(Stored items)

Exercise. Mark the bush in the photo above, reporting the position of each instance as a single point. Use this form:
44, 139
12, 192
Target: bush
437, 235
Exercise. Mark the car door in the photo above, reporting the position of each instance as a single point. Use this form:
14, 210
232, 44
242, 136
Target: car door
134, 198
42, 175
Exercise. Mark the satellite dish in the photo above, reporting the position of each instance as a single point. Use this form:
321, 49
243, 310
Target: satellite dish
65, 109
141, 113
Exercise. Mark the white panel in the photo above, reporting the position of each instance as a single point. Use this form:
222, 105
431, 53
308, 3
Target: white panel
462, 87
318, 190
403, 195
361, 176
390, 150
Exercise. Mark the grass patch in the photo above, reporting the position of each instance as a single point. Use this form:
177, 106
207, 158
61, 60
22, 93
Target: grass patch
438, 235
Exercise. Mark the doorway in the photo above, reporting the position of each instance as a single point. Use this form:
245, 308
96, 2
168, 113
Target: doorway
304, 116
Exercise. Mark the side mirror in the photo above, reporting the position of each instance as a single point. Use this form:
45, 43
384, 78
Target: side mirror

**Prompt:** Copy every line of the entries above without any changes.

**Exercise result:**
Exercise. Mark the bush in the photo above, reporting the position of each instance as a single point. Use this form:
44, 139
12, 192
Target: bush
437, 235
Exercise. Mark the car door in the photo above, reporting the position of each instance as a single point. Use this form:
14, 210
232, 44
242, 136
Target: car door
134, 198
42, 175
Exercise. Mark the satellite dish in the photo above, reporting the position of each instance as a single point. Use this form:
321, 49
243, 310
Target: satellite dish
65, 109
141, 113
Exercise. Mark the white panel in the photo above, reporting the position of each instance as a single point. Use this form:
222, 105
431, 53
308, 3
Target: white panel
462, 87
318, 190
403, 195
361, 176
390, 150
Exercise. Mark the grass patch in the photo above, reporting the position of each instance as a single point. Use this form:
177, 106
207, 158
61, 60
22, 93
Target: grass patch
438, 235
Exercise. Mark the doorway in the photo above, reporting the position of each instance as a single point. Use this form:
245, 308
96, 2
168, 113
Target: doorway
304, 116
Exercise. Mark the side mirror in the photo above, reporting the position of each instance as a single point. Use this form:
45, 43
384, 78
Target: side mirror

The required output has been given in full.